*** SOURCE EXTRACT ***

I built up a wiring plan for the new disk driver role extension board, the one that will go to Al Kossow for use in archiving Alto cartridges. This involved signal assignments to various level shifter components and careful recording of the IDC40 pins for each signal.

I am more and more convinced that I need an easy way to display or extract the checksum error status bits that reflect whether a checksum verifiction error occured in each of the three records in each of the sectors. With 4, 872 sectors and three records apiece, it is far more information that I can readily display with the LEDs and seven-segment displays on the fpga board.

I had hoped to record some of the status on the VGA display, although even here there is no reasonable way to display 14, 616 separate status bits on a single screen, yet be able to see where the errors occured.

With 8 lights per seven-segment display, four digits of those, and eight separate LEDs, I could display only 40 bits of data at a time, needing to cycle through that 366 times to see the entire cartridge results.

I have a switch option to stop on the first error during the ReadEntireCartridge function, allowing me to potentially run with stops for each bad sector. I will test this right away, but I think I need a more permanent record anyhow, to go along with the extracted disk files I produce.

My test showed that the logic will stop when one or more of the checksum errors are detected, and will restart with the next sector when the transaction button is pushed again. While doing this, I discovered that some sectors that had been reading clean were now getting errors.

*** End of SOURCE EXTRACT ***
*** INFORMATION ***

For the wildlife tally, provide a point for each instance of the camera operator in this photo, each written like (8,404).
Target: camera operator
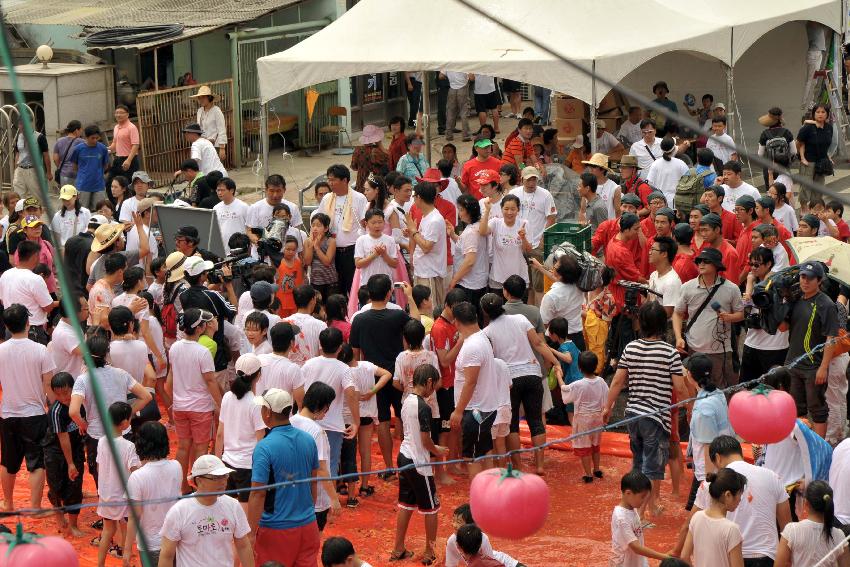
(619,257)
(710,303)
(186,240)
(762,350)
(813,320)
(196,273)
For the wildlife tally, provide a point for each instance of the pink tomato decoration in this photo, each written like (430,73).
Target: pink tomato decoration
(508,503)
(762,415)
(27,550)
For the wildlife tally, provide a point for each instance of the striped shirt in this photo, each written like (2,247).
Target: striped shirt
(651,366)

*** End of INFORMATION ***

* _WHAT THIS EXERCISE ASKS_
1: Name every display device that the notes on the Alto cartridge reader mention for showing status.
2: Please state what the Alto cartridge reader notes say happens after the logic stops on a checksum error and the transaction button is pushed again.
3: Carry on the notes about the Alto cartridge reader from their last sentence.

* _EXPECTED OUTPUTS_
1: LEDs, seven-segment displays, and the VGA display.

2: The logic restarts with the next sector.

3:
I found some with errors that would read good sometimes, bad sometimes. Others, including sector 0 which I have been using quite a bit, now read bad on all three records and do so consistently. Worried about the condition of the heads and platter, I shut down and inspected.

The disk platter appears superficially good, but I will disassemble it to look more thoroughly. The bottom head is easy to see and looks okay, while the top head is nearly impossible to image clearly with a camera. I applied a hand mirror and both heads look very clean.

Only three possibilities left to explain why S0 might be bad now - one is that the arm is out of alignment and increasing its deviance, which seems unlikely, the other two are that somehow the write gate is turning on and spewing zeroes over the first track, cyl 0 head 0, for all 12 sectors. The latter two may be due to procedural errors.

If it is the latter, I can rewrite the track using the stored image from bitsavers, also debugging my write sector logic, but first I have to figure out what caused the problem and prevent it from ever happening again.

I suppose it could have been procedural, when I used the Adept utility to dump memory with a method that loads its own bitstream to the fpga, overwriting what is there, and resetting the board to run that new logic. If I left the drive spinning when this happened, it could have turned on the write and erase gates, affecting the current cylinder and head.

I will piggyback on the File I/O capability of the Adept utility, adding another set of memory interface registers 16 to 22 which will read out the sector status bits, one byte per sector. I just have to copy, paste and edit the existing logic to create the new functionality. Reading the disk buffer RAM uses registers 8 to 14, with the utility set to 14, thus reading the status vector needs to set the utility to register 22 which is the corresponding mechanism.

I loaded the new bitstream with the checkbit vector upload functionality and did some testing. While I was at it, I hooked the scope to the ReadData and ReadClock lines to see what is coming in from track 0, which I suspect was erased.

The data is definitely irregular, especially the clock signal, which tells me that the track was definitely erased. I can use my WriteSector logic to restore the contents, although I am not yet ready to test that out.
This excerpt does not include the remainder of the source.